_Trecho da página_.
—————
Engenheiro mecânico de formação, o professor foi um dos participantes da banca do trabalho, passando parte de sua experiência profissional para a validação da metodologia. Aron é o coordenador do centro de bioengenharia do Instituto Dante Pazzanese de Cardiologia, em São Paulo, criado em 1959, e considerado referência em estudos e cirurgias na área cardiológica. Para o professor, a metodologia inédita para o planejamento e realização de cirurgias em pacientes com cardiopatia congênita é mais uma ferramenta para auxiliar médicos com dados precisos, direcionando vasos e oferecendo melhores chances para o paciente. Provocado pela Agência UEL, o professor Aron analisou a importância do método proposto pelo doutorando Paulo Cesar Duarte Junior.
Agência UEL – Como o senhor classifica este estudo? Qual a importância para melhorar a performance dos cirurgiões?
Aron José de Andrade – Eu acho que é inovador, inédito e muito importante. Trata-se de uma cirurgia muito complexa, realizada em três etapas. Os médicos têm muito pouco espaço para trabalhar porque os bebês são muito pequenos. Pela gravidade, qualquer melhoria na circulação, que possa criar facilidades para o sangue circular sem variações na velocidade vai repercutir no estado de saúde do paciente. Então, a proposta em si orienta o cirurgião matematicamente como direcionar os vasos e realizar a cirurgia em etapas. É uma orientação quantitativa.
Muitas vezes a cirurgia é feita de forma empírica, apostando na prática do cirurgião, sem dados precisos, sem saber exatamente o que vai acontecer. Por isso, é muito importante ter os dados matemáticos e quantitativos do que podem variar se alterar a posição da sutura dos vasos. Dessa forma, o cirurgião pode ter dados precisos e específicos, para cada paciente, respeitando a morfologia de cada paciente.
Agência UEL – O senhor acredita que esta proposta de metodologia de planejamento cirúrgico pode abrir portas para novas descobertas?
—————
_Questão 1_.
Com base na entrevista sobre o planejamento cirúrgico, responda às perguntas abaixo.
(a) Em que ano foi criado o Instituto Dante Pazzanese de Cardiologia?
(b) Em quantas etapas é realizada a cirurgia descrita?
(c) Qual é a formação do professor Aron?
_Questão 2_. Liste os termos com que Aron José de Andrade classifica o estudo na primeira resposta da entrevista sobre o planejamento cirúrgico.
_Questão 3_. Prolongue a entrevista sobre o planejamento cirúrgico a partir do ponto em que ela termina.

_Extrato de dados_.
—————
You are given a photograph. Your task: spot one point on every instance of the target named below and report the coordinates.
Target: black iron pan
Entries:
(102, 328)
—————
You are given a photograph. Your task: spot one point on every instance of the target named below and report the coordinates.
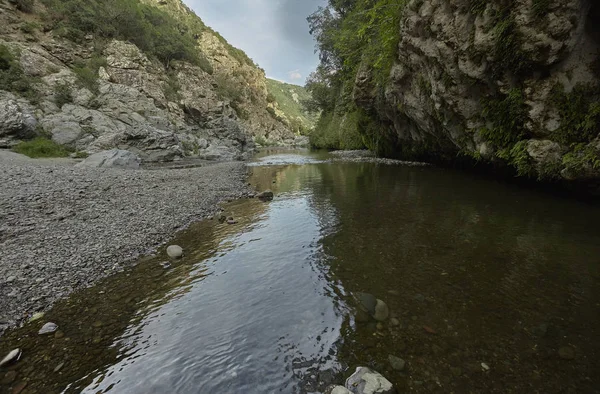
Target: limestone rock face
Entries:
—————
_Resposta escrita 1_.
(a) Em 1959.
(b) Em três etapas.
(c) Ele é engenheiro mecânico.

_Resposta escrita 2_. Inovador; inédito; muito importante.

_Resposta escrita 3_.
Aron José de Andrade – Sim, a metodologia pode ser aplicada para outras patologias, para outros problemas cardíacos de nascença porque utiliza um método matemático. A medicina evolui passo a passo. Existem muitos equipamentos sofisticados de tomografia, hemodinâmica, cateter etc., que são introduzidos nos vasos para medição. Então, um avanço como este abre portas porque representa uma tecnologia de precisão nos dados. Quando você faz um exame de cateterismo, é possível enxergar dentro dos vasos, ter imagens exatas de velocidade, turbulência e derivações de cada paciente. É necessário precisão nos dados e é isto que este estudo propõe porque cada problema é de um jeito. Aliás, toda essa precisão é possível pelo desenvolvimento tecnológico, pelo desenvolvimento da bioengenharia que ajuda muito por meio de ferramentas importantes para o médico tomar decisão.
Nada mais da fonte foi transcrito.